While this work concentrates on smaller dimension surface codes, with respect to the previously mentioned studies, some new elements have been introduced. A more realistic noise model, that includes measurement errors, has been decoded with a convolutional neural network. The performance of the HLD have been studied with respect to the choice of the training set error probability. The dilated convolution technique has been tested to scale to higher distance codes and to reduce the number of trainable parameters of the neural network. Moreover, in order to understand better the cases where the neural network fails, explainable machine learning techniques have been applied to the HLD.

4 Convolutional neural network based decoders

In this section the characteristics of high level decoders based on feed forward neural networks (FFNN) and convolutional neural networks (CNN) will be tested. Two different noise models will be considered, the simple depolarising noise and a more complicated noise model where measurement errors and more measurement cycles are present. Before the comparison some preliminary studies are necessary for the tuning of the hyperparameters. Furthermore, to improve the accuracy of the HLD, convolutional neural networks based on dilated convolution layers, able to better capture local features at different spatial scales, will be tested in this section.

4.1 Depolarising noise

For the depolarising error model datasets of \(5\times 10^6\) elements have been generated with a single qubit error probability \(p=0.1\) and for code distances \(d=7,9,11\). All the neural networks employed, both FFNN and CNN, share the following characteristics. ReLU activation functions have been used in all hidden layers while Softmax activation functions have been used for the output layer. The loss function employed is categorical cross entropy. The ADAM optimiser has been used, with a mini-batch size of 32 elements. The neural networks have been trained for 20 epochs using \(10\%\) of the original dataset as evaluation set.

Feed forward neural networks with different numbers of layers and neurons have been tested on each dataset. The best results, for all the code distances, have been obtained using three hidden layers with a number of trainable weights reported in Table 1.

> Given problem A
Can you condense the paragraph of the passage on neural network decoders that begins "For the depolarising error model" into a list that keeps its main facts?
> Given problem B
In the passage on neural network decoders, what mini-batch size was used with the ADAM optimiser?
> Given problem C
Extend the passage on neural network decoders past its final sentence.
The rows aren't needed for any of this.

> Supplied data
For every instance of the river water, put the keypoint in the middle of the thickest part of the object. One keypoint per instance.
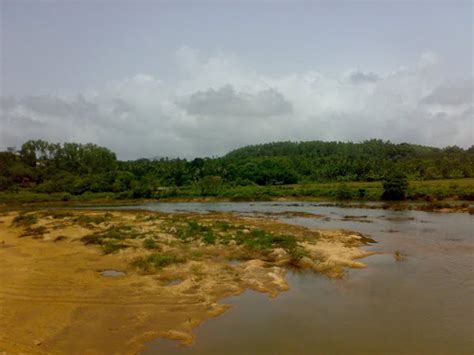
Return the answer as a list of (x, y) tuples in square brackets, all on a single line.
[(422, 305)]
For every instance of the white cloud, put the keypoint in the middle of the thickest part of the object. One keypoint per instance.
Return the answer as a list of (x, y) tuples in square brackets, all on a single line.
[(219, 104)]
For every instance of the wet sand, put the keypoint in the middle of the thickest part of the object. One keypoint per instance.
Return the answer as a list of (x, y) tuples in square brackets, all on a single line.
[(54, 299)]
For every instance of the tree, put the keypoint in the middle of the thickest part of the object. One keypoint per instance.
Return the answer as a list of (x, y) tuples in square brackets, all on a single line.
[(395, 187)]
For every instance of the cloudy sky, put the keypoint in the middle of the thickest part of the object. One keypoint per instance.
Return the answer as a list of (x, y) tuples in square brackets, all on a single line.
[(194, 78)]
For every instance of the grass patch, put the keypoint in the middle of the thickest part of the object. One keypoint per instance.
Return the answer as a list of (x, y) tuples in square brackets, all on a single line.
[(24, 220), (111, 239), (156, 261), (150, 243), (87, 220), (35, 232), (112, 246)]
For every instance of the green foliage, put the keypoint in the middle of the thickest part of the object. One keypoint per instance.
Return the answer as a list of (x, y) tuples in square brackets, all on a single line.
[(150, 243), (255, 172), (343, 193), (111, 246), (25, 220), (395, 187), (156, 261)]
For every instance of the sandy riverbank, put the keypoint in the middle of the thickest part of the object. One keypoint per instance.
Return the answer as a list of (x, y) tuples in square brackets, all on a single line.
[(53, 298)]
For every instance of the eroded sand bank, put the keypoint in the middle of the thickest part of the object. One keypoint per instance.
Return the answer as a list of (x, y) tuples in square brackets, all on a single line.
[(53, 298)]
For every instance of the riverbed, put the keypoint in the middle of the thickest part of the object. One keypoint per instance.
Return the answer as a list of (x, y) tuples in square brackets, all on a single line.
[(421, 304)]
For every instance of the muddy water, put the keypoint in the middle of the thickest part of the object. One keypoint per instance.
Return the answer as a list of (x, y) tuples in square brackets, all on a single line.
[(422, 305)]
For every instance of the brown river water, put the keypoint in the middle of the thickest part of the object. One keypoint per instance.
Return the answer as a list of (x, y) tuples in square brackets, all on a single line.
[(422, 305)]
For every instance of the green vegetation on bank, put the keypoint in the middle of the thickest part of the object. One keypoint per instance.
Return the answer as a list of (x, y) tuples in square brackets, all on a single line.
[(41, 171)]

* * *

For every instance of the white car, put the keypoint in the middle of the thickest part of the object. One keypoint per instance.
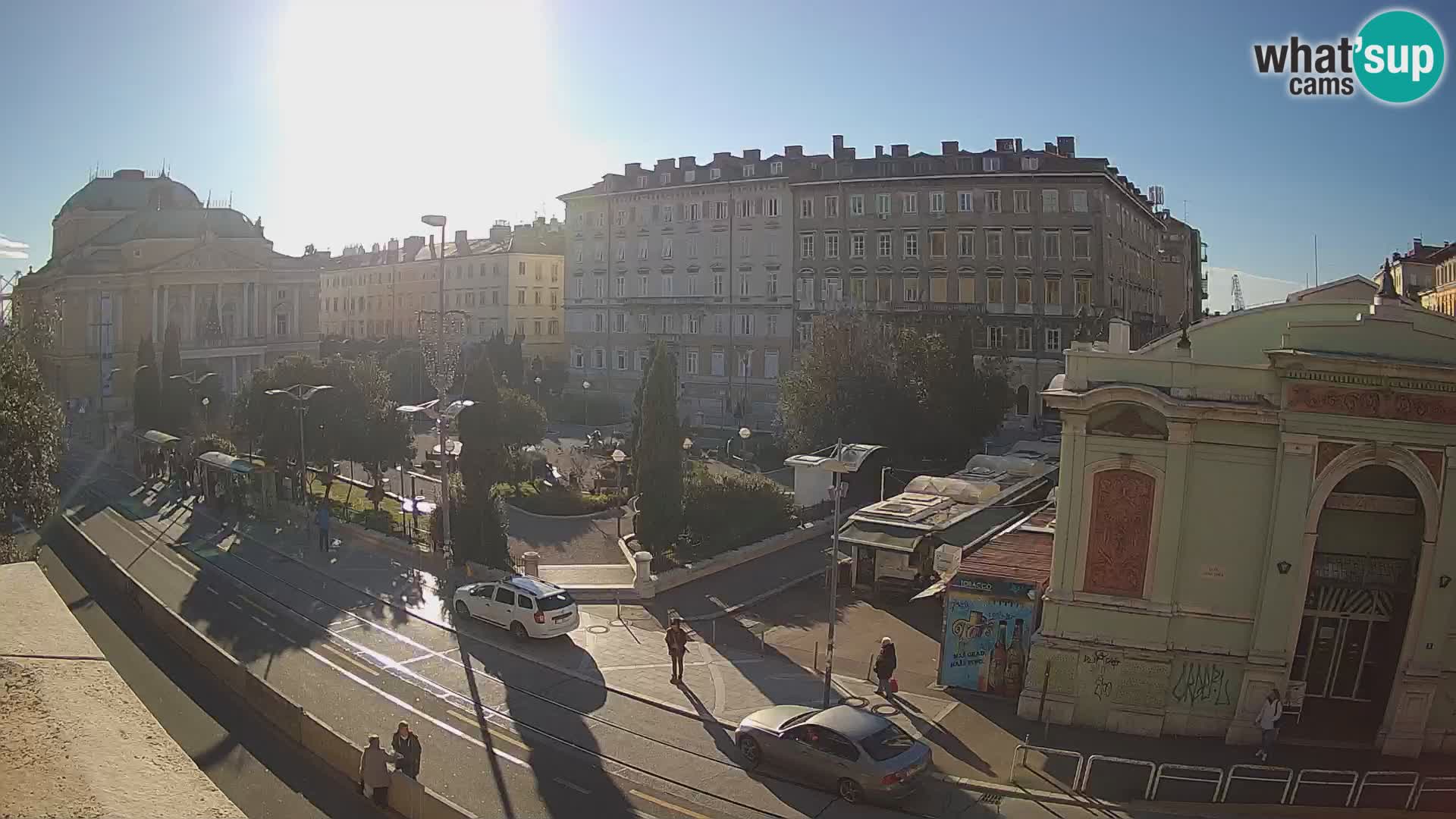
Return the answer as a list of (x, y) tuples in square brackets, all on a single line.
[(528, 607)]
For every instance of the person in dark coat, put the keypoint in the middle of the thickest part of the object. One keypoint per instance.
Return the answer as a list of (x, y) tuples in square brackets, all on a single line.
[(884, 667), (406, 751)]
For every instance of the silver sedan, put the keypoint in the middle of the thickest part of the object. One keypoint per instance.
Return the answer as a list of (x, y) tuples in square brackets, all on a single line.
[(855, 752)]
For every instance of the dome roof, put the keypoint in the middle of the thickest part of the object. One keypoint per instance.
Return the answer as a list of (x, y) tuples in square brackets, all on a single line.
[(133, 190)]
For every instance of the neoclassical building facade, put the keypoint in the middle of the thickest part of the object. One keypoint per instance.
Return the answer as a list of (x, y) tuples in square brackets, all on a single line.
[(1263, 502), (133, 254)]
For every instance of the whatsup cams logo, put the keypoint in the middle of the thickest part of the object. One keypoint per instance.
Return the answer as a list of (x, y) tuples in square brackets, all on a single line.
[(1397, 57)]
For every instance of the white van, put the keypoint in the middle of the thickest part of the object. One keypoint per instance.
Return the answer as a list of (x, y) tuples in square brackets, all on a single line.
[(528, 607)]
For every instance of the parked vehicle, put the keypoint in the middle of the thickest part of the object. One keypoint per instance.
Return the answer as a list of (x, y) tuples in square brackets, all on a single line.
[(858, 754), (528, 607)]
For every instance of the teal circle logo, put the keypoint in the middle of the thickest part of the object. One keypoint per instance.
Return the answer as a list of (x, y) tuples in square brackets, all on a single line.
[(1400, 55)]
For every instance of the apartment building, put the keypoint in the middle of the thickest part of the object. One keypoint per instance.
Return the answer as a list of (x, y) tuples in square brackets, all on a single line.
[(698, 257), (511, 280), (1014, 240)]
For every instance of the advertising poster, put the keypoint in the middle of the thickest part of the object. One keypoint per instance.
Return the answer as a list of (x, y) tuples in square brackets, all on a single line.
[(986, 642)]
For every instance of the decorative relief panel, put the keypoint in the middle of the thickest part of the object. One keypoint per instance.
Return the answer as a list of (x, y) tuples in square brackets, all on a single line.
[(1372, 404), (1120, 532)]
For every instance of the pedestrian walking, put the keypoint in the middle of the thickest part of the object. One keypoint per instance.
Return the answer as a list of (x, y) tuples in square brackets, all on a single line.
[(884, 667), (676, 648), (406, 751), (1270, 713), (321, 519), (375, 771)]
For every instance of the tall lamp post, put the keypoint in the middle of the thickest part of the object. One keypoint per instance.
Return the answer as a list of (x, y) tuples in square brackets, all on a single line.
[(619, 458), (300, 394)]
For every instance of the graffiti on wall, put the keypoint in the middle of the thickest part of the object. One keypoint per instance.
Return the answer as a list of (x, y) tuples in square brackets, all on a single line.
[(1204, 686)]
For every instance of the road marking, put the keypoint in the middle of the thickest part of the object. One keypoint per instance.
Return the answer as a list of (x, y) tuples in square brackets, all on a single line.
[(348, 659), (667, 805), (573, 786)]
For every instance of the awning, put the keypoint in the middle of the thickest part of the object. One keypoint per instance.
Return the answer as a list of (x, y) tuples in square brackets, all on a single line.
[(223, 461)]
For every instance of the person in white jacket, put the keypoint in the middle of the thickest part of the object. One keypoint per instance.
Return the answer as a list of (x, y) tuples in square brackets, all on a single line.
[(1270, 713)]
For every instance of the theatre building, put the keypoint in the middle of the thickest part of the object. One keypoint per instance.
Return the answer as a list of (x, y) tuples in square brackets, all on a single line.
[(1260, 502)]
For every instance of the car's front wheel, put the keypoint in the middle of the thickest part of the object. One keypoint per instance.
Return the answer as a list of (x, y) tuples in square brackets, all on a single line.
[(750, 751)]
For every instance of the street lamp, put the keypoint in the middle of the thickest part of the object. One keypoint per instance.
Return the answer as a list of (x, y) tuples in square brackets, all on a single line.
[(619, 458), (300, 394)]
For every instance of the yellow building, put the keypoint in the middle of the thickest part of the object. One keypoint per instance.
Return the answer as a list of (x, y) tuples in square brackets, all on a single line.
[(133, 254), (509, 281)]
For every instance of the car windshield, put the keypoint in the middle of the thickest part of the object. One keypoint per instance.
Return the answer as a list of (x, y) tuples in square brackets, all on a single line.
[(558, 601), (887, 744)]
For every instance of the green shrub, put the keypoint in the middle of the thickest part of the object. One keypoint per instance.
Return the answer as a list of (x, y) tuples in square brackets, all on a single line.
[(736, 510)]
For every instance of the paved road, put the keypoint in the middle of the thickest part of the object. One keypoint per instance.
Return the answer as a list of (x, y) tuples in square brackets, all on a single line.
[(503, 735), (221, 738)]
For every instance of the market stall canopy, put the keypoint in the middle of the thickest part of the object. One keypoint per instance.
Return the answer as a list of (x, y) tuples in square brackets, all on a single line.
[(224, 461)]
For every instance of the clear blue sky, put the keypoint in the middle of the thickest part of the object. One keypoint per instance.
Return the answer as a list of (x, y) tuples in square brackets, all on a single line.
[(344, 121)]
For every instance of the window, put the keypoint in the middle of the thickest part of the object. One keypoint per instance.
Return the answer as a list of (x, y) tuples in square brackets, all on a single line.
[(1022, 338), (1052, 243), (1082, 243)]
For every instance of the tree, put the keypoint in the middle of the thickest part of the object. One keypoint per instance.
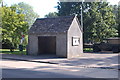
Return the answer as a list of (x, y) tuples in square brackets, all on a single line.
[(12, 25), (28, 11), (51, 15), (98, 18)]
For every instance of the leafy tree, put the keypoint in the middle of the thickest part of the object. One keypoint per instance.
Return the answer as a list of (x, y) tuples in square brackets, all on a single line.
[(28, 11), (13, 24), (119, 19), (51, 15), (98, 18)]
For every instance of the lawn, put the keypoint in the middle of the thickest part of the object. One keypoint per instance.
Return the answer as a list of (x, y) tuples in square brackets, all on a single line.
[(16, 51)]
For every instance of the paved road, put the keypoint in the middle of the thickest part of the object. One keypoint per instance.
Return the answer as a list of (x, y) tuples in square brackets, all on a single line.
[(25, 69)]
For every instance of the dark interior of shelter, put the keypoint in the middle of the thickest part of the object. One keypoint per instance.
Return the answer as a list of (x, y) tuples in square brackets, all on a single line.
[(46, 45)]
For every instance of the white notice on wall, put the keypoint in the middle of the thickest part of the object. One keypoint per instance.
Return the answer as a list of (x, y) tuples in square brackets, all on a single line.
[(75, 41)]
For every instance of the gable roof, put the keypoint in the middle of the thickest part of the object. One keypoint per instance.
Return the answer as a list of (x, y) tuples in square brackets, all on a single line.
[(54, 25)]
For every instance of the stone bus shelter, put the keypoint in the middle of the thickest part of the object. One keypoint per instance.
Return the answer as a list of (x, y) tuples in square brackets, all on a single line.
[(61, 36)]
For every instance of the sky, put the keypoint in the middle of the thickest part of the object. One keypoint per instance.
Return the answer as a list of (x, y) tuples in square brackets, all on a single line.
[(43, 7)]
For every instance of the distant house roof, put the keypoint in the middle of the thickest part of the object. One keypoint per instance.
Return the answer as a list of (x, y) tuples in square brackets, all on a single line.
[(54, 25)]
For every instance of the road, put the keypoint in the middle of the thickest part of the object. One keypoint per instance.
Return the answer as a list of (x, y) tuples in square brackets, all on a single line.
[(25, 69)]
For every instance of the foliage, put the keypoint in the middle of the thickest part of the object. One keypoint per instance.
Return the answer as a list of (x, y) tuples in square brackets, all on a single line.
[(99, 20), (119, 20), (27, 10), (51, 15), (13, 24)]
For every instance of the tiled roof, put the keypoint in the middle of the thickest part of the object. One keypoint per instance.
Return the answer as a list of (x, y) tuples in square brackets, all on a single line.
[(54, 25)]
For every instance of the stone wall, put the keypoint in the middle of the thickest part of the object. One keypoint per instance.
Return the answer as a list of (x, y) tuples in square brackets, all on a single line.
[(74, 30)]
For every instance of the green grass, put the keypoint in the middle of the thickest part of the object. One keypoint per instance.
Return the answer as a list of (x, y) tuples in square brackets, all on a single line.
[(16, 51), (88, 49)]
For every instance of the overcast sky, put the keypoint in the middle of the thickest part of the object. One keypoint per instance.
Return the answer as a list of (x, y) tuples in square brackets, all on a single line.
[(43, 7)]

> Exercise response A
- Datasets: 5×10^6 elements, single qubit error probability p = 0.1, code distances d = 7, 9, 11
- Shared by all networks (FFNN and CNN):
  - ReLU activations in hidden layers, Softmax in the output layer
  - Categorical cross entropy loss
  - ADAM optimiser, mini-batch size of 32
  - Trained for 20 epochs, with 10% of the original dataset as evaluation set

> Exercise response B
32 elements.

> Exercise response C
Table 1 This table reports the optimal number of trainable weights (P) of the feed forward neural network obtained for different code distances (d) for a depolarising noise

For the convolutional neural networks, the input format consists of squared matrices with a number of rows and columns equal to \(2 d-1\), where d is the distance of the code. Each matrix element represents a qubit of the surface code. The value of the data qubits is set to zero, while the value of the measurement qubits is \(\{1,-1\}\). The first parameters of the CNN to be defined are the number of filters and the number of convolutional and dense layers. For the number of filters the best results have been obtained using 64 kernels of dimension \(3\times 3\). The number of convolutional and dense layers that showed the best performance are reported in Table 2. Other fine tests have been carried out to improve the performance, for example a stride with value 2 has been tested for the first convolutional layer but this reduced the overall performance. A small increase in the accuracy has been obtained with a padding on the first layer.

Table 2 This table reports best hyperparameters of the CNN for different code distances and a depolarising error model
Fig. 4
figure 4

Comparison between accuracy obtained with HLD based on FFNN and CNN and the accuracy obtained with MWPM for different code distances (d) and single qubit error probabilities (Physical Qubit error)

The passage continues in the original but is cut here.